Required work:
1. According to the court opinion, on what grounds did the defendant ask to have the trial moved to Buncombe County? Answer in one to three sentences.
2. Write the next part of the court opinion, picking up after the quoted statute.

Supplied passage:

Howard v. Queen City Coach Co.

193 S.E. 138 | N.C. | 1937

WINBORNE, J., took no part in the consideration or decision of this case. This is a civil action for actionable negligence, instituted by plaintiff against defendant in McDowell County, N.C. The defendant moved to have the case removed to Buncombe County for trial; (1) On the ground that at the time of the institution of the action the plaintiff was a resident of Buncombe County; for "the convenience of witnesses and the ends of justice would be promoted by the change." The clerk of the Superior Court declined to remove the case, and the defendant appealed to the judge of the Superior Court. The judge presiding declined to remove the case, and the defendant excepted and assigned error to the order made and appealed to the Supreme Court. The only exception and assignment of error is to the order denying the motion to remove. N.C. Code, 1935 (Michie), sec. 469, is as follows: "In all other cases the action must be tried in the county in which the plaintiffs or the defendants, or any of them, reside at its commencement; or, if none of the defendants reside in the State, then in the county in which the plaintiffs, or any of them, reside; and if none of the parties reside in the State, then the action may be tried in any county which the plaintiff designates in his summons and complaint, subject to the power of the court to change the place of trial, in the case provided by statute."

[Stored data entries]

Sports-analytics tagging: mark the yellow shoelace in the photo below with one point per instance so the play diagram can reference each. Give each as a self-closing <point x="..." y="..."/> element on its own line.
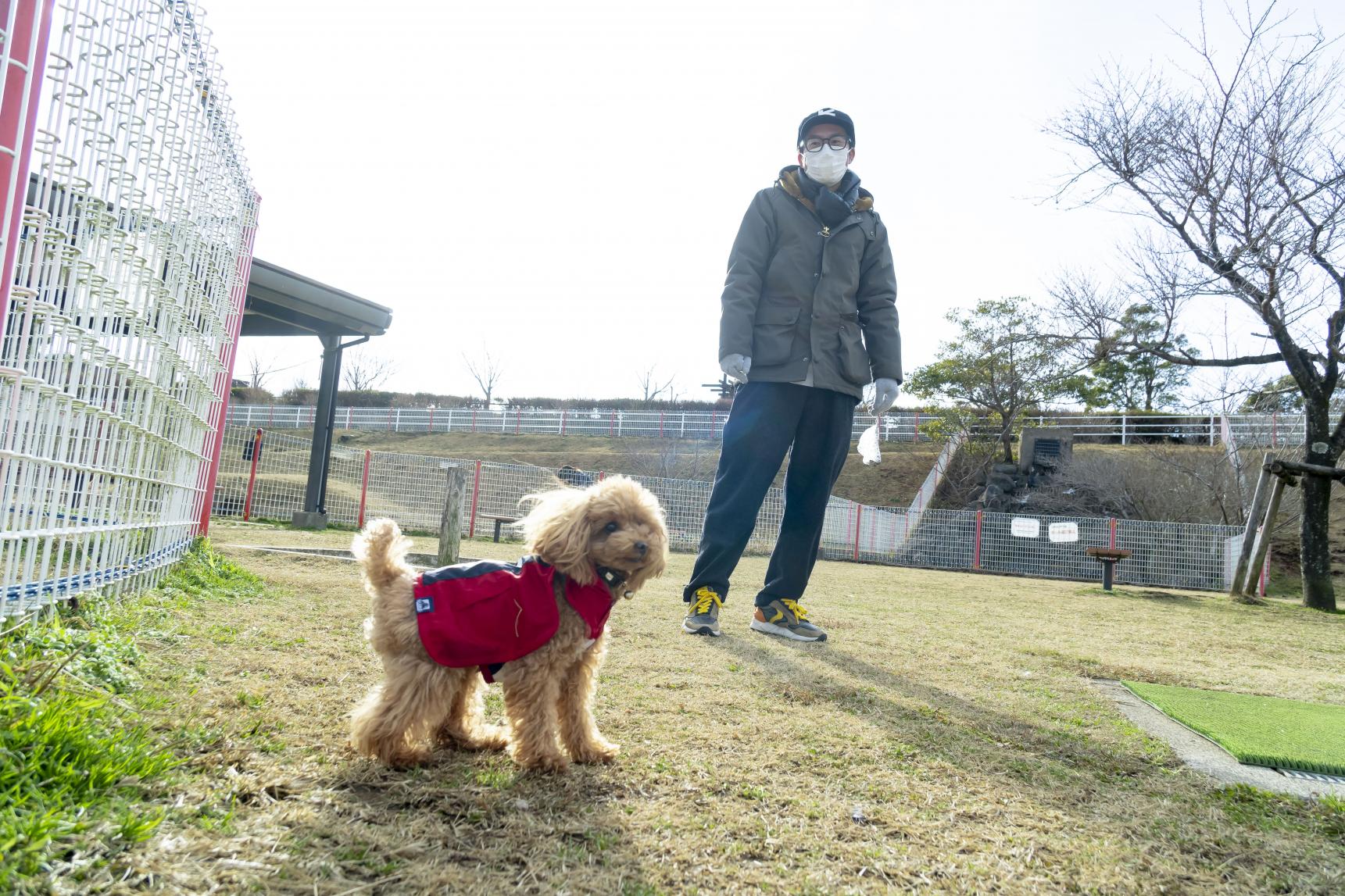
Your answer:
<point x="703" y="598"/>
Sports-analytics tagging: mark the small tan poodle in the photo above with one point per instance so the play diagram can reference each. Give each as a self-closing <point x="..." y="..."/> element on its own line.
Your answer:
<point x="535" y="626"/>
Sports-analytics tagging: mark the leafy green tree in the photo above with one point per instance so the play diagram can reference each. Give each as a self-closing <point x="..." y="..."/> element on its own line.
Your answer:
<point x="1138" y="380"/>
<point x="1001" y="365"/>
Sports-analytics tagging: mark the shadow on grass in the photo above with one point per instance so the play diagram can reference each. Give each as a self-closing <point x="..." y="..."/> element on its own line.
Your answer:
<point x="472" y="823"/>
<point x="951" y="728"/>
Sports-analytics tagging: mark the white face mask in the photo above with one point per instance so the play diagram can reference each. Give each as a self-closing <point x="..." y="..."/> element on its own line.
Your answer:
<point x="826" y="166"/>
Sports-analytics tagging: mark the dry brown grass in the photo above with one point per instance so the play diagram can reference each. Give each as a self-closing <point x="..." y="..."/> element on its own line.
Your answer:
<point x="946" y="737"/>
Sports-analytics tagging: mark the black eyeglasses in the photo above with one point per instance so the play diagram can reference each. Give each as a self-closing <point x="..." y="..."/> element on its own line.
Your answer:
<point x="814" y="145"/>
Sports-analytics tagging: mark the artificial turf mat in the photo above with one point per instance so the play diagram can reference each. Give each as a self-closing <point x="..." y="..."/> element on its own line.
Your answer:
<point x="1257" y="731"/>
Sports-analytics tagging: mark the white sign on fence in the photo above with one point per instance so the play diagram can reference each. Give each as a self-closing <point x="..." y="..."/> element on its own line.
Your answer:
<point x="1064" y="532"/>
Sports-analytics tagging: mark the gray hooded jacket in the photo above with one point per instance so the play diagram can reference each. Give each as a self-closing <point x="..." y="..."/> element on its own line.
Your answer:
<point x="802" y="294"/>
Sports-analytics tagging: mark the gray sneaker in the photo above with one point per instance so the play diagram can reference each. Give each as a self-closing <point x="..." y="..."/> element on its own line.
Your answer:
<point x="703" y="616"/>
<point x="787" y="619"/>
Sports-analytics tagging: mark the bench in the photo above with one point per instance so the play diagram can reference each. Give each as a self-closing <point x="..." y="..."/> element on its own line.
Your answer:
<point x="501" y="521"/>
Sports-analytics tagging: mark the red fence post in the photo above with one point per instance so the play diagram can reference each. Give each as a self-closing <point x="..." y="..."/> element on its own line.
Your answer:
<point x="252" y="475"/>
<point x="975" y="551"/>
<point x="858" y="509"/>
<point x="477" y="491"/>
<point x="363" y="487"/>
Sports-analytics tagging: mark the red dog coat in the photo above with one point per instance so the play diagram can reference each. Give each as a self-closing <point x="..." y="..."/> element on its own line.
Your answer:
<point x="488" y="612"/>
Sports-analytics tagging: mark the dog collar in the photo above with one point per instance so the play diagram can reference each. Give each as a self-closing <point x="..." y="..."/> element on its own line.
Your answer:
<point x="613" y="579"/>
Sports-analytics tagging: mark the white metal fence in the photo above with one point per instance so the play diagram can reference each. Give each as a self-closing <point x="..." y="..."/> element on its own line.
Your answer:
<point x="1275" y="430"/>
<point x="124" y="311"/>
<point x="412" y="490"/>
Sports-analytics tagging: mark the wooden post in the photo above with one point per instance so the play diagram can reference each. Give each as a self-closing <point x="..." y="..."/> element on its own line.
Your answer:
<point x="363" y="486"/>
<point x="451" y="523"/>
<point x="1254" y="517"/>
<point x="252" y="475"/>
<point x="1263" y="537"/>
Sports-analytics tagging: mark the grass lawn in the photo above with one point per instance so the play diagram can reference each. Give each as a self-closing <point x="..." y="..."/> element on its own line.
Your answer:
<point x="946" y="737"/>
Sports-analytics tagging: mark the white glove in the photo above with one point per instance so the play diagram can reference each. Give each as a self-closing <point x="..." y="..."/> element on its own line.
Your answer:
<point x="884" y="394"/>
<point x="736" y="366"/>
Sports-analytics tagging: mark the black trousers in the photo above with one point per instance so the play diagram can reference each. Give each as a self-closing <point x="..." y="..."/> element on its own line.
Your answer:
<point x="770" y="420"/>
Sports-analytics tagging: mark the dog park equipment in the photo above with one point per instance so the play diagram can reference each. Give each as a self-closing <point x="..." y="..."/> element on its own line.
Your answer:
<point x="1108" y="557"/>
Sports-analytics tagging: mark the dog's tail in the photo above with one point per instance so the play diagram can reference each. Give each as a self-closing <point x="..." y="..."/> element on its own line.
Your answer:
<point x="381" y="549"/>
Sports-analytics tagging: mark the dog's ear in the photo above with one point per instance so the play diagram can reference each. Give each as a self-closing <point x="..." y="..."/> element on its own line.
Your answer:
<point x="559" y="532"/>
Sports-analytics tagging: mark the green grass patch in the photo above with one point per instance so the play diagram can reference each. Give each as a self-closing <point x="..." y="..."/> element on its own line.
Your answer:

Responses per task:
1. The defendant claimed that the plaintiff lived in Buncombe County when the action was started. It also argued that moving the case would promote the convenience of witnesses and the ends of justice.

2.
Section 470: "If the county designated for the purpose in the summons and complaint is not the proper one, the action may, however, be tried therein, unless the defendant, before the time of answering expires, demands in writing that the trial be conducted in the proper county, and the place of trial is thereupon changed by consent of parties, or by order of the court. The court may change the place of trial in the following cases: (1) When the county designated for the purpose is not the proper one. (2) When the convenience of witnesses and the ends of justice would be promoted by the change," etc.

The defendant in apt time filed a petition before the clerk of the Superior Court of McDowell County, N.C. alleging: "(1) The plaintiff at the time of the institution of this action was a citizen and resident of Buncombe County, North Carolina. (2) The ends of justice as well as the convenience of witnesses will be promoted by the change."

The clerk declined to remove the action, and, on appeal, the court below did likewise. The court below heard affidavits on the matters in controversy and found certain facts and rendered judgment as follows:

"1. The court finds as a fact that plaintiff alleges he was injured by collision between his automobile and the defendant's bus, and that said collision occurred in McDowell County; that it would be as convenient for witnesses to attend in McDowell County as in Buncombe County.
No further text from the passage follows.